• REQUIREMENT:
Could all of the entries be written out exactly, with any pictures omitted?

════════

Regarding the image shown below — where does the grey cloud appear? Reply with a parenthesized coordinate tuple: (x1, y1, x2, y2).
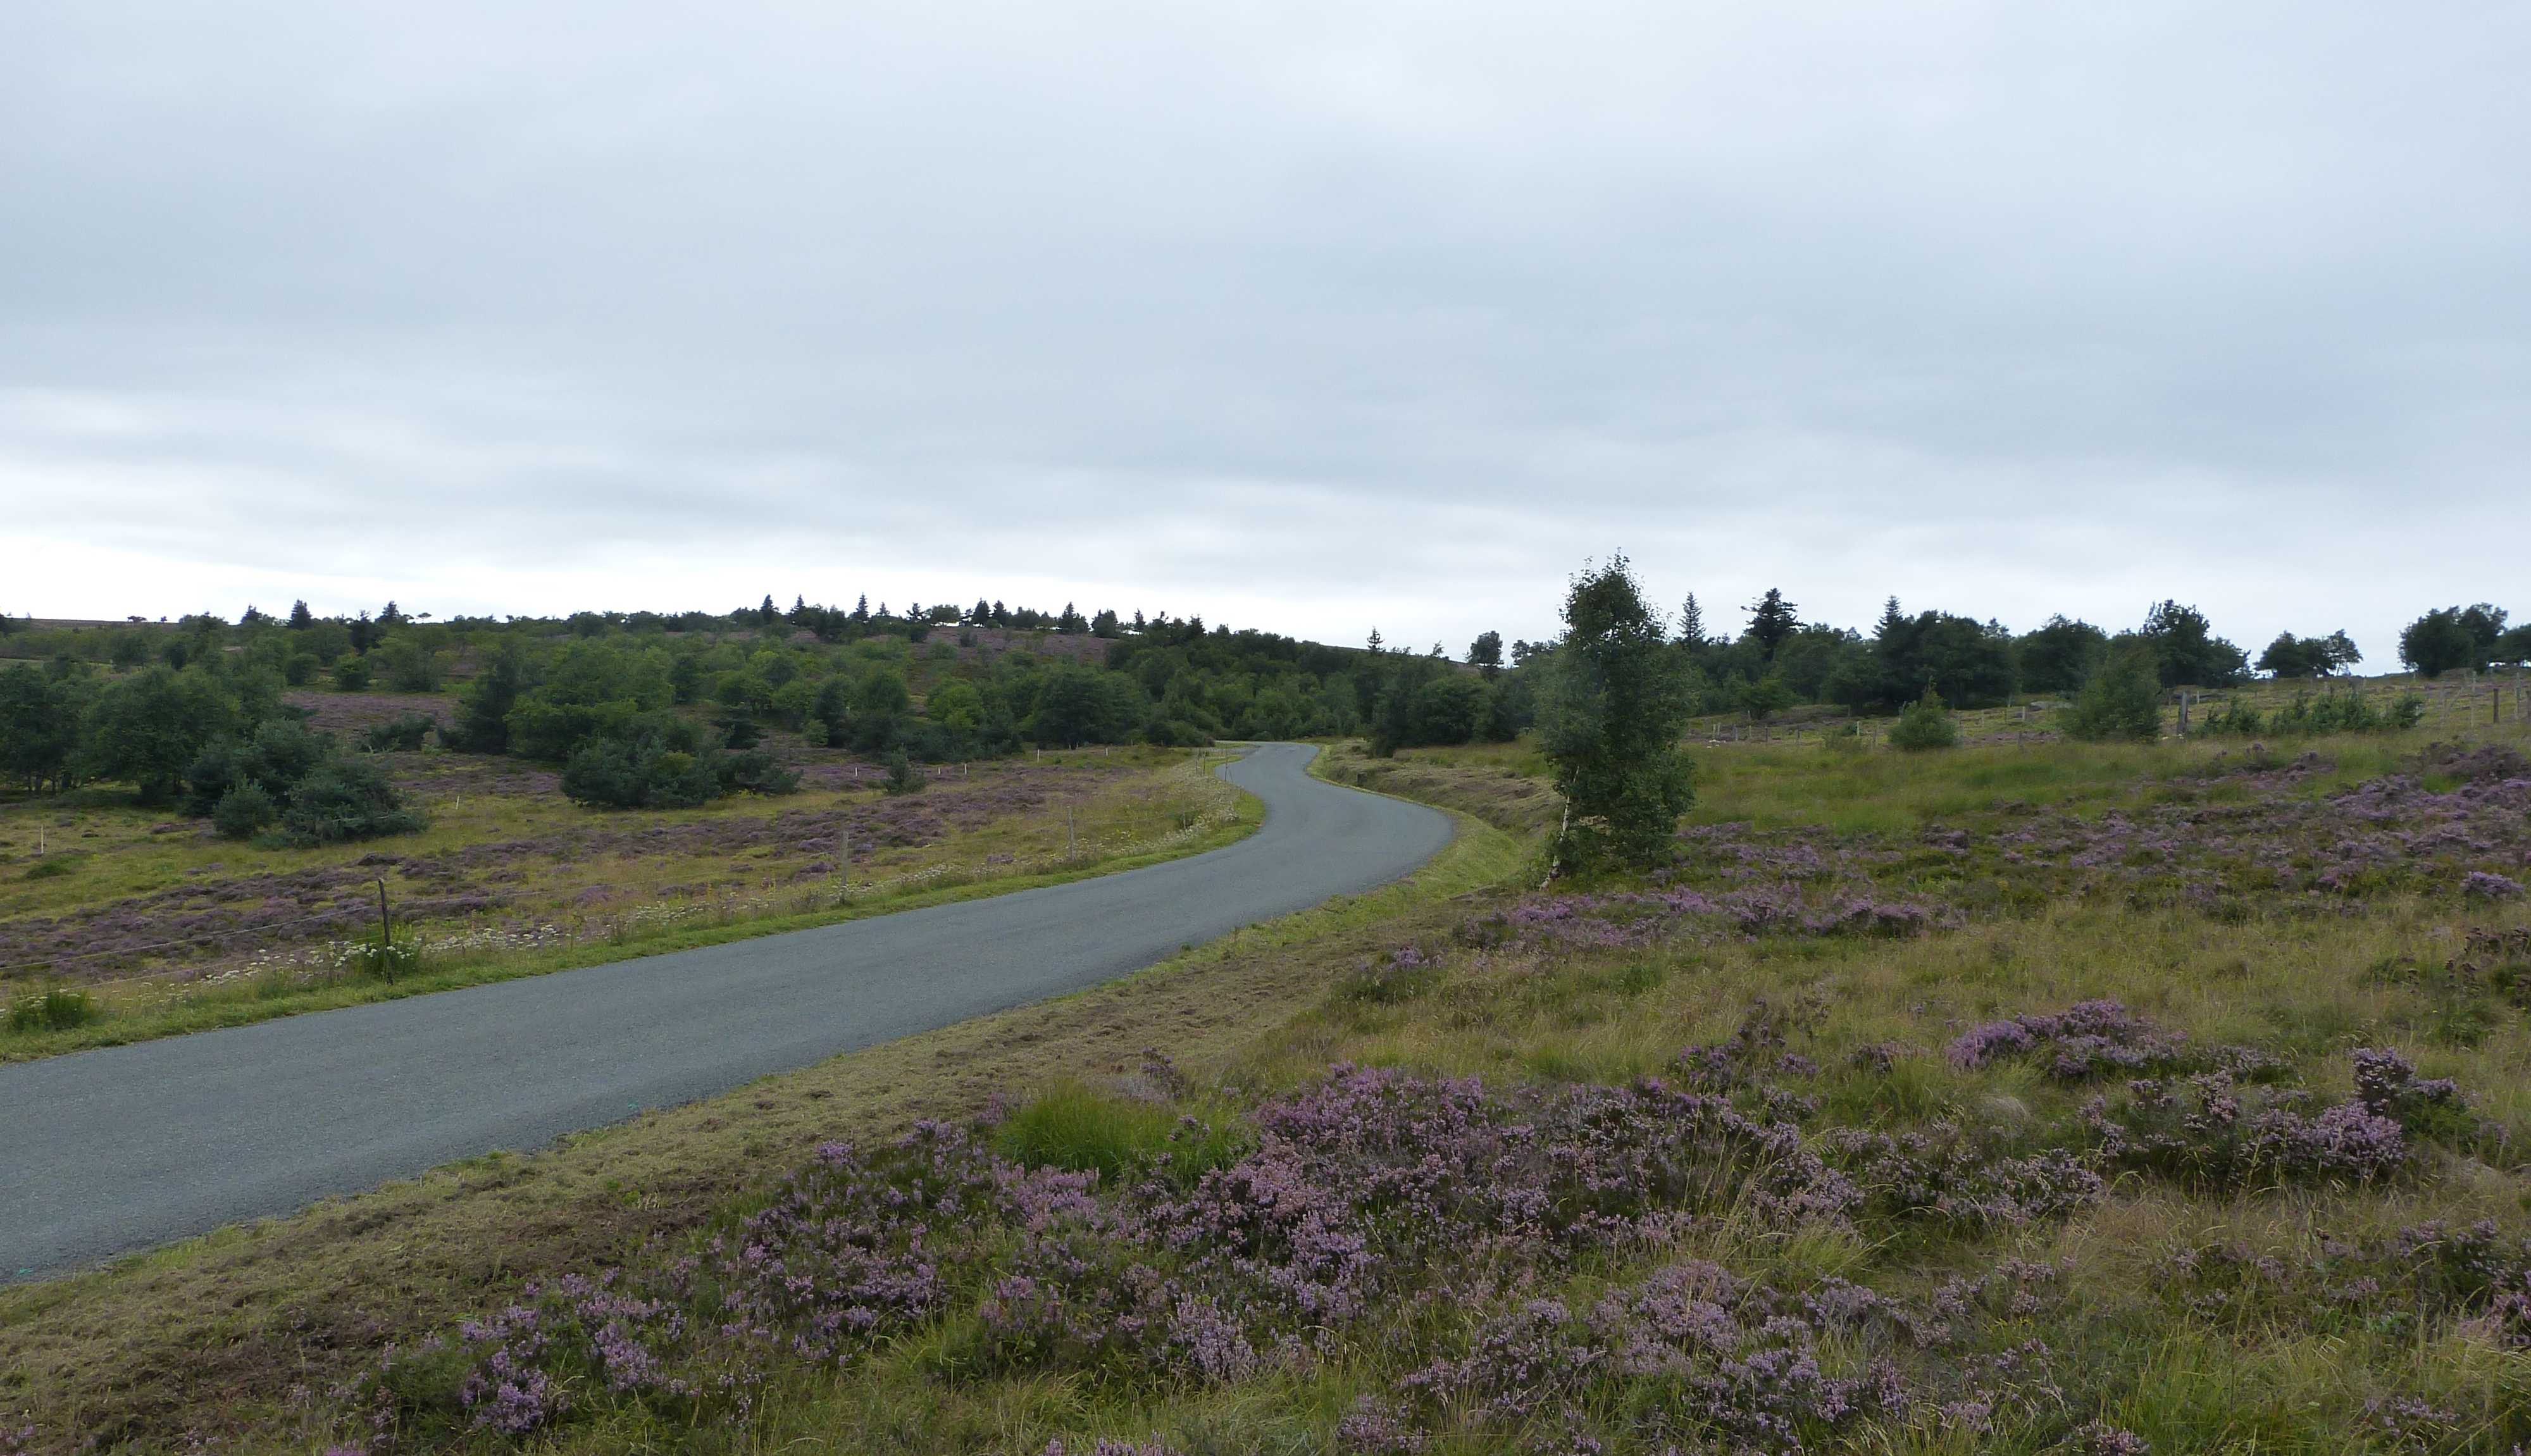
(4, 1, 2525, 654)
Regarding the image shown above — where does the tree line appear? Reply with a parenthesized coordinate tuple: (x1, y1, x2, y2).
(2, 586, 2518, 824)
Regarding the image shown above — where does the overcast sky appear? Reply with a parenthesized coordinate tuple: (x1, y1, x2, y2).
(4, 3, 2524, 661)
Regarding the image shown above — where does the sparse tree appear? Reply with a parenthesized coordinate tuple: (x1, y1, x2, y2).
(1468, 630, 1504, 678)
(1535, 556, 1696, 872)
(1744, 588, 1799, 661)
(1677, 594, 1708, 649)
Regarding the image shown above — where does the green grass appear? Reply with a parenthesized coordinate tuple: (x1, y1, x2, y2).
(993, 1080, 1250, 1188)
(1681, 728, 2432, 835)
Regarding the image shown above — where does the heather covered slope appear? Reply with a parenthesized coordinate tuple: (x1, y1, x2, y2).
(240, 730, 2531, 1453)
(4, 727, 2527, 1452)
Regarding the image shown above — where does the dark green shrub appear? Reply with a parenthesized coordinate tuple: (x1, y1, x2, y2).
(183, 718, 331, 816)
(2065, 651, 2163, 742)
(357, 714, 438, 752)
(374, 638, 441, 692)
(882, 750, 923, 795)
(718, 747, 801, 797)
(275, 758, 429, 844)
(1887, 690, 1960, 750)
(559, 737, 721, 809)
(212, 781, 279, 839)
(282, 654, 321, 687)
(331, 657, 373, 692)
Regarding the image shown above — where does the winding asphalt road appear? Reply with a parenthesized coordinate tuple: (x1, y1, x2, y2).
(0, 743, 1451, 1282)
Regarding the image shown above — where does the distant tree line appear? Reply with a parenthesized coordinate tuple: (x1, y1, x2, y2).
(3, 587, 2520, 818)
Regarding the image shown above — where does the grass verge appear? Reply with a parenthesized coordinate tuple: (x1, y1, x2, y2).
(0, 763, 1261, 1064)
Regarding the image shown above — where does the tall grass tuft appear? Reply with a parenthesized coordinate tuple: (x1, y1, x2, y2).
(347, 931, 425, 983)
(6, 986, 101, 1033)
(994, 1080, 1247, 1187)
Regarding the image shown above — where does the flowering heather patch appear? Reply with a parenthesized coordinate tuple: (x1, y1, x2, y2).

════════

• EXERCISE SOLUTION:
Regarding the image shown below — where does the grey cloud appear? Reply with a parenthesized coordinate tuple: (x1, y1, x2, y2).
(4, 1, 2525, 654)
Regarding the image shown above — where does the tree line appear? Reply with a parenthesized coordinate tuple: (x1, y1, x2, y2).
(2, 586, 2518, 824)
Regarding the image shown above — where does the overcast sky appear? Reply with a parenthesized coordinate tuple: (x1, y1, x2, y2).
(4, 3, 2524, 661)
Regarding the image shown above — where does the sparse tree appear? Reply with a parenthesized coordinate tuple: (x1, y1, x2, y2).
(1468, 630, 1504, 678)
(1535, 556, 1696, 872)
(1744, 588, 1799, 661)
(1677, 594, 1708, 649)
Regarding the image shown above — where does the green grass appear? Reply with a parenthesized coordinate tuple: (x1, y1, x2, y2).
(993, 1080, 1250, 1188)
(1681, 728, 2432, 835)
Regarding the image shown above — where does the heather covered slope appear? Reply with a parenthesized coordinate tuple: (x1, y1, x2, y2).
(240, 730, 2531, 1453)
(4, 727, 2527, 1452)
Regarding the image shown above — where does the dark green shrub appear? Reply with a parenthesized coordinate tuple: (x1, y1, x2, y2).
(183, 718, 331, 816)
(2065, 651, 2163, 742)
(357, 714, 438, 752)
(374, 638, 441, 692)
(882, 750, 923, 795)
(718, 747, 801, 797)
(275, 758, 429, 844)
(1887, 690, 1960, 750)
(559, 737, 721, 809)
(212, 781, 279, 839)
(282, 654, 321, 687)
(331, 657, 373, 692)
Regarding the image shown above — where does the winding asphalt road appear? Reply with a parenthesized coordinate tuple: (x1, y1, x2, y2).
(0, 743, 1451, 1282)
Regarding the image shown above — where does the distant tree line appear? Reply with a parenthesized coordinate tuple: (x1, y1, x2, y2).
(3, 587, 2520, 818)
Regarding the image shown above — where does the grass verge appear? Reply with a parenthesized coordinate tuple: (x1, y1, x2, y2).
(0, 763, 1261, 1064)
Regarding the image shown above — where does the tall grass tuft appear? Reply with a parenthesized coordinate tuple: (x1, y1, x2, y2).
(347, 931, 425, 983)
(6, 986, 101, 1033)
(994, 1080, 1247, 1187)
Regarding the image shown above — where does the flowering heather patch appear? Reply with a parenthesized coordinate tuple: (x1, y1, x2, y2).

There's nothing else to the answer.